** Opening Text passage block **

“The womb is an animal that longs to generate children. When it remains barren too long after puberty, it is distressed and sorely disturbed, and straying about in the body … it … provokes all manner of diseases.” This statement by Plato is just one of the many outrageous beliefs about women that Thompson explores in her book, The Wandering Womb. Her historical survey of outrageous beliefs is presented chronologically, looking at perceptions of the womb in each age and leading the reader up to the present with Thompson’s projections and warnings about the future of the womb.
The news is not good. Women have been the targets of “specious and faulty thinking” about their bodies throughout history. While that and many of Thompson’s other conclusions ring true, Thompson’s history suffers both from being too selective and from being taken out of context.
Until the advent of modern medicine, outrageous beliefs about the human body—male and female—ran rampant. Thompson makes the implicit mistake of comparing each age’s understanding of the womb to our own. That is a test virtually no history can withstand, not to mention that it denies the malleability over time of our own cultural beliefs. And by selecting from each age the “outrageous beliefs” that serve her purpose, Thompson loses sight of the big picture and fails to look at those beliefs in relation to other beliefs that were held at the same time.
Though made even shorter by endnotes and numerous illustrations, this brief historical survey is still informative and amusing. The Wandering Womb will peak the interest of a great many readers and, perhaps, inspire them to further reading about the politics and history of the female body.

** Closing Text passage block **
** Opening Data under study block **

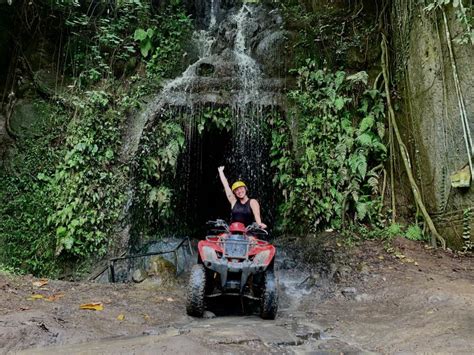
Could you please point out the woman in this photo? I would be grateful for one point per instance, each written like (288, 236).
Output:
(244, 209)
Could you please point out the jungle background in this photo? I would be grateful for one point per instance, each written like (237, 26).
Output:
(371, 136)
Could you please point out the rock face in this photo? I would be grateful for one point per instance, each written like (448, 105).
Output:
(431, 118)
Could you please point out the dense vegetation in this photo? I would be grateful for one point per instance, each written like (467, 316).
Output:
(63, 192)
(65, 187)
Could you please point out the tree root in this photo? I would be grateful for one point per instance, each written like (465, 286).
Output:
(435, 236)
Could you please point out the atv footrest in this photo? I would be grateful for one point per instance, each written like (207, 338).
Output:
(232, 294)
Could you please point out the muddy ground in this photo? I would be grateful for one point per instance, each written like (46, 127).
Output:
(412, 299)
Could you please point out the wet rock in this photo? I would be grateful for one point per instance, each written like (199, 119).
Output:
(139, 275)
(349, 292)
(364, 297)
(437, 298)
(306, 333)
(208, 315)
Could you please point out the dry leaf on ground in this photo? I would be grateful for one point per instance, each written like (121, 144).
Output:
(35, 297)
(40, 282)
(93, 306)
(54, 297)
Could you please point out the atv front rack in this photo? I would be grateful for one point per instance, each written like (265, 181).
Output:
(235, 248)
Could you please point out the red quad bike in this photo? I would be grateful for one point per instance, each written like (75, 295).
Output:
(234, 262)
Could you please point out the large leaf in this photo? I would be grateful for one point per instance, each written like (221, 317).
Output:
(140, 34)
(366, 124)
(145, 48)
(362, 209)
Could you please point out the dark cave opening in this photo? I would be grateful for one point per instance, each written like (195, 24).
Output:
(201, 194)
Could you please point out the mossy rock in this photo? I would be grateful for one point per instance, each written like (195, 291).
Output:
(26, 118)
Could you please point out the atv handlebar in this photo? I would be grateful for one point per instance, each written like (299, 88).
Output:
(221, 225)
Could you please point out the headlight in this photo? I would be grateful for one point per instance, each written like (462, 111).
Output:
(260, 258)
(209, 253)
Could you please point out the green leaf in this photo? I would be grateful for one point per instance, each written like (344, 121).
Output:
(362, 209)
(365, 139)
(339, 103)
(366, 124)
(140, 34)
(145, 48)
(109, 154)
(361, 76)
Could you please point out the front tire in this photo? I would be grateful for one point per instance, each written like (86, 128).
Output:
(196, 290)
(269, 297)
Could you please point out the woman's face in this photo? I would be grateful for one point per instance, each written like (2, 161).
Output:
(240, 192)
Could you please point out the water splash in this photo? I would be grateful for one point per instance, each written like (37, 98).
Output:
(213, 15)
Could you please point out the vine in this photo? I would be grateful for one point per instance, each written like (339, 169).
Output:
(333, 164)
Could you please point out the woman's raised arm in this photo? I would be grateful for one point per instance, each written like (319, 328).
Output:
(228, 192)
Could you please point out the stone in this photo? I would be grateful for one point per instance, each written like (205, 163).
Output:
(208, 315)
(349, 292)
(139, 275)
(364, 297)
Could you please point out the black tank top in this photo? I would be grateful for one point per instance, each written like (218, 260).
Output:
(242, 212)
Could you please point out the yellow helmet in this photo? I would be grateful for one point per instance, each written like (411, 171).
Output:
(238, 184)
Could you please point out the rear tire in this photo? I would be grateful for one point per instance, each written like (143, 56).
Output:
(269, 297)
(196, 290)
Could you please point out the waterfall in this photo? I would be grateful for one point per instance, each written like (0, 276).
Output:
(224, 72)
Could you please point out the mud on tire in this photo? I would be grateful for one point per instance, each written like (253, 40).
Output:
(196, 290)
(269, 297)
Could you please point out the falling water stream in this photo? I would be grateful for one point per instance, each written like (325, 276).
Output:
(225, 75)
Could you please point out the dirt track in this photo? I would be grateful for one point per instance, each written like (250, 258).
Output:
(422, 303)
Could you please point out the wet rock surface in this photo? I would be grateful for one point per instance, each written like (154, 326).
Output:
(405, 308)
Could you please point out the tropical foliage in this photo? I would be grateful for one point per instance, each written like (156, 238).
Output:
(328, 151)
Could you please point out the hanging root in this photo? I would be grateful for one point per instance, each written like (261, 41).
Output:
(435, 236)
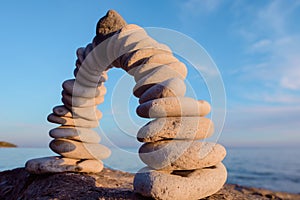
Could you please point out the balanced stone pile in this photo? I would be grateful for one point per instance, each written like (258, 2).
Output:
(75, 141)
(179, 165)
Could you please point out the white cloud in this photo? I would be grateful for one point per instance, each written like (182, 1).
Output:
(273, 45)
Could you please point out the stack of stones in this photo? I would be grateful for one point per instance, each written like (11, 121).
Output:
(179, 165)
(75, 141)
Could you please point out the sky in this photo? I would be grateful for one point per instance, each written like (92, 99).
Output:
(254, 44)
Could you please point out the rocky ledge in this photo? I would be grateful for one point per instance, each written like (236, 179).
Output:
(108, 184)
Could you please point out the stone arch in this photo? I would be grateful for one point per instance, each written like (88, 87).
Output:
(160, 87)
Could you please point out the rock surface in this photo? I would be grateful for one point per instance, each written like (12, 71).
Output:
(6, 144)
(179, 185)
(108, 184)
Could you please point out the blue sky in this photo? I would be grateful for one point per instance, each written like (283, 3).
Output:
(255, 45)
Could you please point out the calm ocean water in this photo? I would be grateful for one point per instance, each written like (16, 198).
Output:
(271, 168)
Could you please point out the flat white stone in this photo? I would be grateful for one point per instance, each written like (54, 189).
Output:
(79, 150)
(67, 121)
(169, 88)
(181, 155)
(173, 107)
(180, 128)
(57, 164)
(75, 133)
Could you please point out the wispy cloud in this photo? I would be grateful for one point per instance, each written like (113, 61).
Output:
(273, 39)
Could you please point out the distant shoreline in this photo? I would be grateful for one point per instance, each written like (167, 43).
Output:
(7, 145)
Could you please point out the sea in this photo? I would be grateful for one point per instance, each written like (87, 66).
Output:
(269, 167)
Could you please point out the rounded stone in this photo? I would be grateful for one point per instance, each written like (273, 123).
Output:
(110, 23)
(134, 59)
(181, 155)
(62, 111)
(75, 133)
(88, 113)
(81, 101)
(180, 128)
(79, 150)
(67, 121)
(87, 78)
(80, 54)
(57, 164)
(128, 42)
(124, 32)
(176, 185)
(158, 75)
(147, 67)
(173, 107)
(76, 89)
(169, 88)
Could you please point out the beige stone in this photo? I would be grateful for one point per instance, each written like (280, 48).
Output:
(85, 78)
(125, 31)
(81, 101)
(75, 133)
(158, 75)
(110, 48)
(181, 155)
(62, 111)
(80, 54)
(79, 150)
(180, 128)
(146, 68)
(176, 185)
(57, 164)
(128, 42)
(91, 166)
(88, 113)
(134, 59)
(136, 46)
(173, 107)
(168, 88)
(67, 121)
(76, 89)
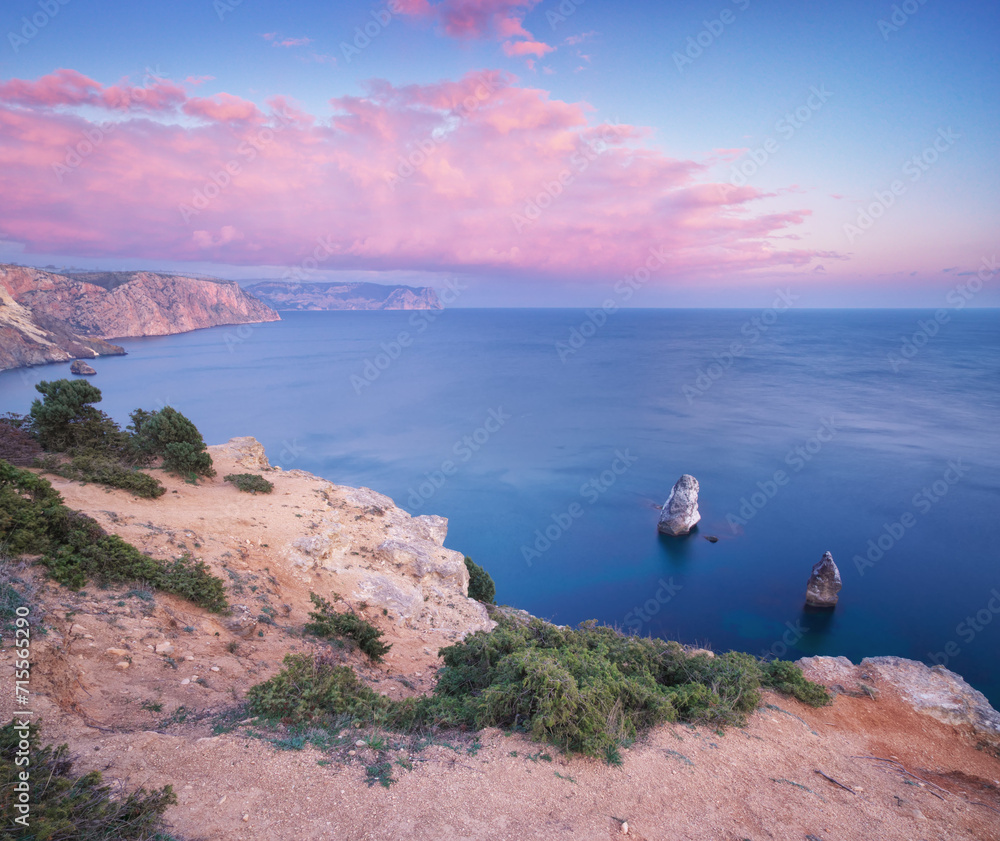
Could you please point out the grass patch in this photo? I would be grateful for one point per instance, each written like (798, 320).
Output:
(64, 806)
(329, 624)
(249, 482)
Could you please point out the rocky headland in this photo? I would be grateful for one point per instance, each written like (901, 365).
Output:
(137, 684)
(291, 295)
(47, 317)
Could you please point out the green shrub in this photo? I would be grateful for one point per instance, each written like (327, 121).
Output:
(64, 807)
(75, 548)
(788, 679)
(309, 690)
(17, 444)
(114, 474)
(589, 689)
(250, 482)
(329, 624)
(171, 436)
(65, 421)
(481, 586)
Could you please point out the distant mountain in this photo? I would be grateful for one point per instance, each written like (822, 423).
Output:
(47, 317)
(284, 295)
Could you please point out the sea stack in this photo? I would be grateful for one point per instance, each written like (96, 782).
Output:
(680, 511)
(81, 368)
(824, 583)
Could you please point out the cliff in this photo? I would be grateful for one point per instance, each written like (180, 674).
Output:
(32, 338)
(147, 688)
(138, 304)
(284, 295)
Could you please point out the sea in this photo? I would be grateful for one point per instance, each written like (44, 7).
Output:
(550, 438)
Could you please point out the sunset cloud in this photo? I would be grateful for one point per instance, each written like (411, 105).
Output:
(474, 174)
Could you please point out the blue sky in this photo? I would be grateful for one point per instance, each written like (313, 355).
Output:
(895, 79)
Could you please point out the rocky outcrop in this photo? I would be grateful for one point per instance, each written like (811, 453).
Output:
(46, 317)
(283, 295)
(28, 337)
(824, 585)
(930, 690)
(680, 511)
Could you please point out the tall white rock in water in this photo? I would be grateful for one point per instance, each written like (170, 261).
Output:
(824, 583)
(680, 511)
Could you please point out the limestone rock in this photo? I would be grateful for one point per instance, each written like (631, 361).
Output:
(680, 511)
(242, 622)
(939, 693)
(824, 583)
(247, 451)
(81, 368)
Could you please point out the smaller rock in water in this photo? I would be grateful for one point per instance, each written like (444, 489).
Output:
(680, 511)
(824, 583)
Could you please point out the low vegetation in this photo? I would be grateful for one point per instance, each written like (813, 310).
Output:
(250, 482)
(481, 586)
(109, 472)
(75, 549)
(588, 690)
(329, 624)
(68, 807)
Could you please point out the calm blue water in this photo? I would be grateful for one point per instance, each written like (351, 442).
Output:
(478, 419)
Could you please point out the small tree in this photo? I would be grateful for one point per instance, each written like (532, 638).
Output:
(65, 414)
(167, 433)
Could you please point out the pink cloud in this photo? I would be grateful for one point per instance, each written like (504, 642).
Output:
(475, 174)
(223, 107)
(522, 48)
(501, 20)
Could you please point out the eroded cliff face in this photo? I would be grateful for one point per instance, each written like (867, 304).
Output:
(148, 304)
(31, 338)
(284, 295)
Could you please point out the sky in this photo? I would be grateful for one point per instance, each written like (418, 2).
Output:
(527, 152)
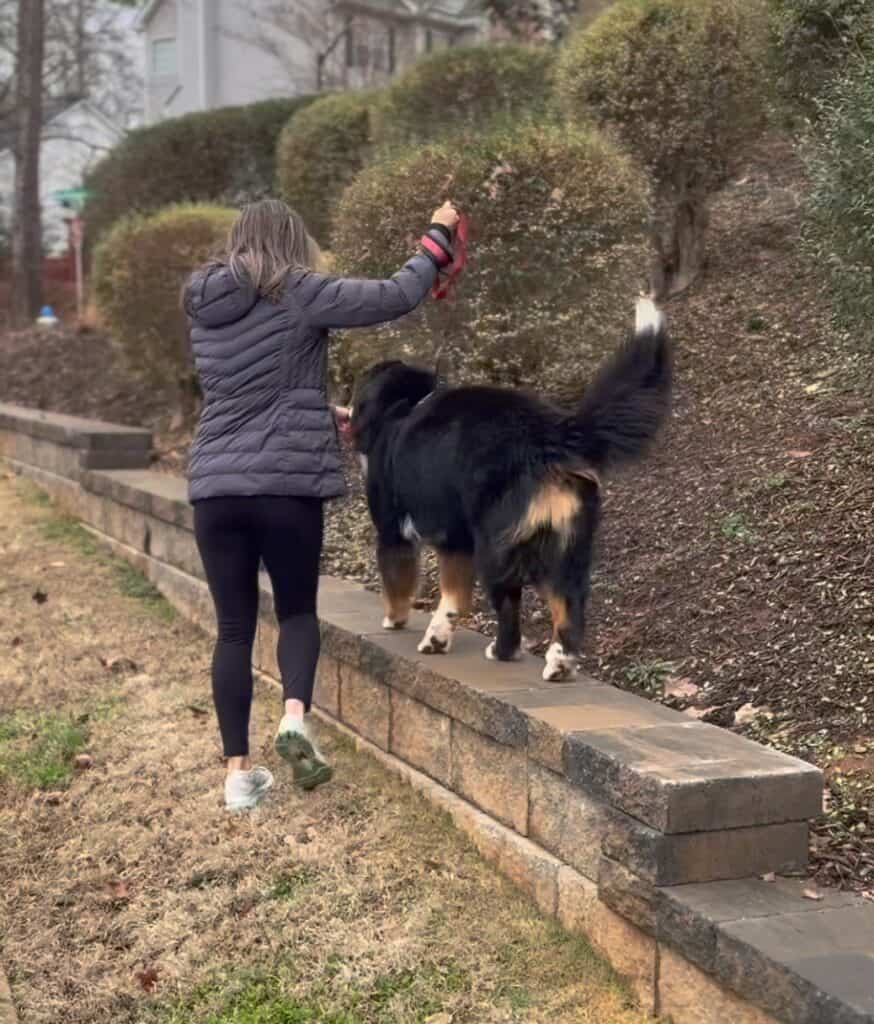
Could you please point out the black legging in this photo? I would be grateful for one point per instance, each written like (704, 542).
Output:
(234, 536)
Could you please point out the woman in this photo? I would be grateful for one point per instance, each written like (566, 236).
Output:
(265, 455)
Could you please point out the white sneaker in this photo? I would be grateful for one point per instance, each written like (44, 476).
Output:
(244, 791)
(299, 749)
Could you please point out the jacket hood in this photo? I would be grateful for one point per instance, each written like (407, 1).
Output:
(215, 298)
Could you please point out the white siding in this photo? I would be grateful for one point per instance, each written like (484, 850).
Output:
(226, 54)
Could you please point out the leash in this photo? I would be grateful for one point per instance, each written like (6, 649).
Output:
(445, 284)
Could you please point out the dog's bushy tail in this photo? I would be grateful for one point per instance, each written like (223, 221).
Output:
(629, 398)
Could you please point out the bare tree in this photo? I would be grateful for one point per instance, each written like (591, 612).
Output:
(27, 232)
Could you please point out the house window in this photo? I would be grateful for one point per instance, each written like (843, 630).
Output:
(163, 57)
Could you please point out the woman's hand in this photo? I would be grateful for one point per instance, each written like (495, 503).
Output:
(446, 215)
(343, 419)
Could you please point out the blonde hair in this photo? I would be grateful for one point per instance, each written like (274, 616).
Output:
(267, 242)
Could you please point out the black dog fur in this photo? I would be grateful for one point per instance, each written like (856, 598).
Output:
(505, 486)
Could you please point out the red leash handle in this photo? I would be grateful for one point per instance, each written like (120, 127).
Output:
(448, 275)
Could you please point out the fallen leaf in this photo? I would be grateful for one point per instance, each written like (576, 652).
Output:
(119, 663)
(697, 713)
(147, 979)
(749, 712)
(681, 687)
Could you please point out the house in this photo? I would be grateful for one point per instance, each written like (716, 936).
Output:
(76, 134)
(206, 53)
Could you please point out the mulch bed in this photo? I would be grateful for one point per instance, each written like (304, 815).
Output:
(733, 574)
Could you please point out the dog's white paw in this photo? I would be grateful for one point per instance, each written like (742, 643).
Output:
(438, 636)
(560, 667)
(491, 653)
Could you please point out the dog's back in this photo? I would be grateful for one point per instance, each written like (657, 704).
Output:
(508, 483)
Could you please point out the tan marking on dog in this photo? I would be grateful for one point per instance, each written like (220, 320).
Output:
(559, 612)
(553, 507)
(399, 569)
(457, 577)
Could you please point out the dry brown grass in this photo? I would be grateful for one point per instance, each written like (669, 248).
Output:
(357, 904)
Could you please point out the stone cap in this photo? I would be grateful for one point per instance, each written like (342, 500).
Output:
(648, 761)
(804, 961)
(73, 430)
(159, 495)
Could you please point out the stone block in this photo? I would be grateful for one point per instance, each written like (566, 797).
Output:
(364, 706)
(577, 899)
(687, 995)
(532, 869)
(627, 894)
(712, 856)
(433, 680)
(692, 777)
(630, 951)
(326, 692)
(690, 914)
(173, 545)
(490, 775)
(421, 736)
(807, 968)
(566, 820)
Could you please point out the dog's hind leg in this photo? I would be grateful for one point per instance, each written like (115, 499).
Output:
(398, 564)
(507, 646)
(566, 591)
(456, 590)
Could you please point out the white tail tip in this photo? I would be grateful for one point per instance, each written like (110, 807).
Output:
(648, 316)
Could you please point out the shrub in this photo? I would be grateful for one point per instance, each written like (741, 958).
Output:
(320, 150)
(462, 88)
(840, 204)
(683, 84)
(139, 268)
(224, 156)
(557, 252)
(813, 40)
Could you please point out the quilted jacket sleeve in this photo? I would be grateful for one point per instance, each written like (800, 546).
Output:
(342, 302)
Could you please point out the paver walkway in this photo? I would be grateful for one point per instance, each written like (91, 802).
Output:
(128, 895)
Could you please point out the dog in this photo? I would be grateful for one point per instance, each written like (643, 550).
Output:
(504, 485)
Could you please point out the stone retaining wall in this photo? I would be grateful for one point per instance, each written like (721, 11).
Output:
(625, 820)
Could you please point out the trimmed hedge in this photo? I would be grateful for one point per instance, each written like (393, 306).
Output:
(224, 156)
(139, 268)
(320, 150)
(558, 253)
(840, 203)
(461, 88)
(683, 84)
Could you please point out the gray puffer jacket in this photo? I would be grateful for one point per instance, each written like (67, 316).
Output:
(266, 427)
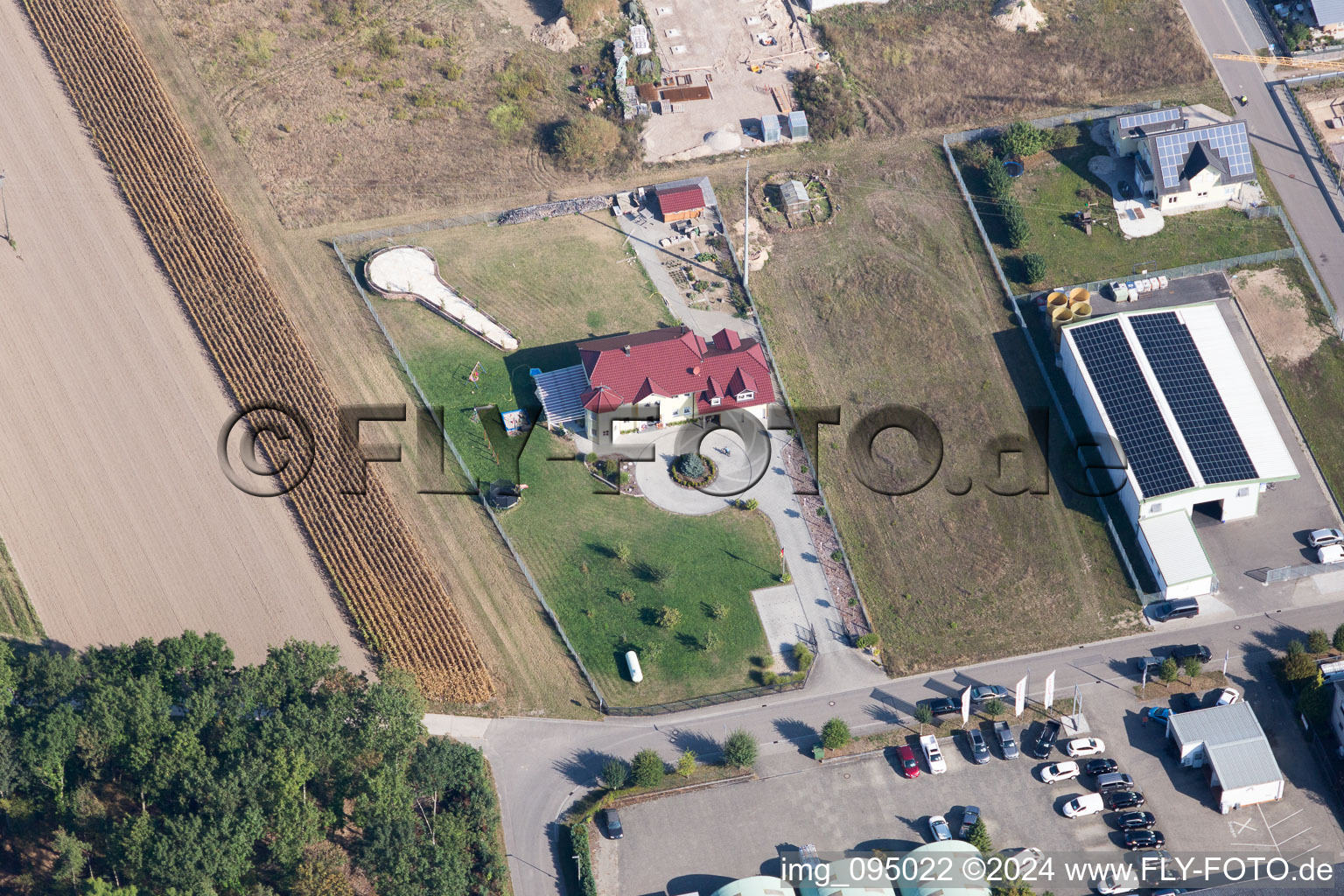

** Closing Data under study block **

- Task list:
• 1. In the book review above, write out the passage from "Until the advent" up to and including "the same time.".
• 2. According to the book review, in what order does Thompson present her historical survey?

- Results by task:
• 1.
Until the advent of modern medicine, outrageous beliefs about the human body—male and female—ran rampant. Thompson makes the implicit mistake of comparing each age’s understanding of the womb to our own. That is a test virtually no history can withstand, not to mention that it denies the malleability over time of our own cultural beliefs. And by selecting from each age the “outrageous beliefs” that serve her purpose, Thompson loses sight of the big picture and fails to look at those beliefs in relation to other beliefs that were held at the same time.

• 2. Chronologically.